# Introduction

### K-means
K-means is one of the most commonly used clustering algorithms that clusters the data points into a predefined number of clusters. The MLib implementation includes parallelized variant of the K-means++ method called kmeans||.

KMeans is implemented as an Estimator and generates a KMeansModel as the base model.

### Input Columns

       Param name   |	  Type(s)	 |   Default	 |    Description
       ---------------------------------------------------------------
       featuresCol	      Vector	   "features"	     Feature vector
       
### Output Columns
        
       Param name    |	  Type(s)	 |   Default	 |    Description
       ---------------------------------------------------------------
       predictionCol	    Int	       "prediction"	     Predicted cluster center

In [1]:
#Cluster method example
from pyspark.sql import SparkSession
spark = SparkSession.builder.appName('cluster').getOrCreate()

In [2]:
from pyspark.ml.clustering import KMeans

In [3]:
# load data
dataset = spark.read.format('libsvm').load("file:///home/erin/Downloads/spark-3.0.1-bin-hadoop2.7/SparkFolder/spark/Data/sample_kmeans_data.txt")

In [13]:
# Trains a k-means model
kmeans = KMeans().setK(2).setSeed(1)
model = kmeans.fit(dataset)

In [15]:
# Make predictions
predictions = model.transform(dataset)

In [18]:
# Evaluate clustering by computing Silhouette score
from pyspark.ml.evaluation import ClusteringEvaluator


In [20]:
evaluator = ClusteringEvaluator()

In [21]:
# Evaluate clustering by computing within set sum of Squared Errors.
silhouette = evaluator.evaluate(predictions)
print("Silhouette with squared euclidean distance = " + str(silhouette))

Silhouette with squared euclidean distance = 0.9997530305375207


In [22]:
# Shows the result.
centers = model.clusterCenters()
print("Cluster Centers: ")
for center in centers:
    print(center)

Cluster Centers: 
[9.1 9.1 9.1]
[0.1 0.1 0.1]

** GIVEN INSTRUCTION A **
Could you repeat the K-means page starting at "# Introduction" and ending at "the base model.", swapping "Estimator" for "Transformer"?
The K-means page and the entries after it come from unrelated sources.

** DATA FOR THE TASK **

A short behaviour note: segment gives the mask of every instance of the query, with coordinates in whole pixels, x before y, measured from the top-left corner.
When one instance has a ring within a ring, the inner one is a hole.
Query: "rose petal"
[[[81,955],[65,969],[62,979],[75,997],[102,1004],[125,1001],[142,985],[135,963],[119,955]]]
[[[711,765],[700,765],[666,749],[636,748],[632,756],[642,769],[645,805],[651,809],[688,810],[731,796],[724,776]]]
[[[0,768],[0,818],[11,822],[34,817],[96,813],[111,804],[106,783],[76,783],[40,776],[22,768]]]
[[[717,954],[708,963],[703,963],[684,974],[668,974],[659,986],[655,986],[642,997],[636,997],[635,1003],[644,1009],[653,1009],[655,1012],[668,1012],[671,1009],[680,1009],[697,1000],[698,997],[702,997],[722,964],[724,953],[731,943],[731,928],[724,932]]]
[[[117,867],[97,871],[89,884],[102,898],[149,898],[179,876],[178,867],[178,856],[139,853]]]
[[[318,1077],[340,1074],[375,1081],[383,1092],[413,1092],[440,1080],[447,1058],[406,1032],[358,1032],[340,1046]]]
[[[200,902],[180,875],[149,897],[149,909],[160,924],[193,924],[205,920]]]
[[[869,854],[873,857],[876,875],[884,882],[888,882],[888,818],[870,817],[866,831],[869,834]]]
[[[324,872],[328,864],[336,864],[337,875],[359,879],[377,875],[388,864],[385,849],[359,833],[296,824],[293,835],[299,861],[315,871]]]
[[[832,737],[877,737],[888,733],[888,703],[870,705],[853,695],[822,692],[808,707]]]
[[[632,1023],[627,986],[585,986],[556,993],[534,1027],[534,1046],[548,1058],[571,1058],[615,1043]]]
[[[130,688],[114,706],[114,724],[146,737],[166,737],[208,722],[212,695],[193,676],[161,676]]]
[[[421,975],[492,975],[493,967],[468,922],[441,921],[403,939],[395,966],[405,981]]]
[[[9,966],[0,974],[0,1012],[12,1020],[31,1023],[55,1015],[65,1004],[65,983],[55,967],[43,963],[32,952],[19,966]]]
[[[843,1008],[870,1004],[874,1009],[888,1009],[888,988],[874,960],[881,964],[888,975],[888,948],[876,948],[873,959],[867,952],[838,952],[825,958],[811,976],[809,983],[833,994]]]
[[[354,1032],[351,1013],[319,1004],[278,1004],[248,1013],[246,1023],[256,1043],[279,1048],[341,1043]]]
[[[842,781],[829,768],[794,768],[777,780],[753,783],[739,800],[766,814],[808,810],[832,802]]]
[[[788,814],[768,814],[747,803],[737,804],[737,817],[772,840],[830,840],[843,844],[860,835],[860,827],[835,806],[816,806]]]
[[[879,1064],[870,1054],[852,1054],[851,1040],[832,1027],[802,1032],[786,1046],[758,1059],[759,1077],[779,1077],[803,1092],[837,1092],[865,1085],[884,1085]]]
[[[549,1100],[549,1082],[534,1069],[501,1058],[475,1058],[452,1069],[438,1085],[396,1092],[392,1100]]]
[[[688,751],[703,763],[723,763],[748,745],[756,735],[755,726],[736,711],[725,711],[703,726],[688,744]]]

** GIVEN INSTRUCTION B **
Which lines of the entries contain the word "instance"? Pull each one out in full.

** PROBLEM SOLUTION A **
# Introduction

### K-means
K-means is one of the most commonly used clustering algorithms that clusters the data points into a predefined number of clusters. The MLib implementation includes parallelized variant of the K-means++ method called kmeans||.

KMeans is implemented as an Transformer and generates a KMeansModel as the base model.

** PROBLEM SOLUTION B **
A short behaviour note: segment gives the mask of every instance of the query, with coordinates in whole pixels, x before y, measured from the top-left corner.
When one instance has a ring within a ring, the inner one is a hole.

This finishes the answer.